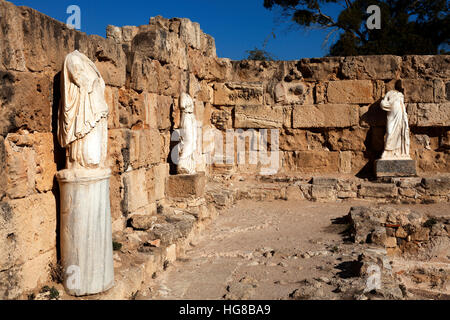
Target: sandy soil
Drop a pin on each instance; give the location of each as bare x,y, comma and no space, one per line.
264,250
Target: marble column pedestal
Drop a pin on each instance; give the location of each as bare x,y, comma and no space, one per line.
86,238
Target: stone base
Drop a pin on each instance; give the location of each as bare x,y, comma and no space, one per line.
186,185
86,237
395,168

----

■ **SHORT PROBLEM**
Could you rewrite all of the records above with each "Target" swapped for "Label", keeping everything else unchanged and leaving out the pictures?

■ **FINAL RESULT**
Label: sandy soil
Drop a pin on each instance; give the location of each as bare x,y, comma and no space, one per line.
264,250
Label: marble column pedestal
Drop a pin on each instance; give the location of each as bare x,y, comma and no space, one per line.
86,238
Label: stone base
Drop a pin on each instance; give the location of each as bare x,y, comma and no space, one per line.
186,185
86,237
395,168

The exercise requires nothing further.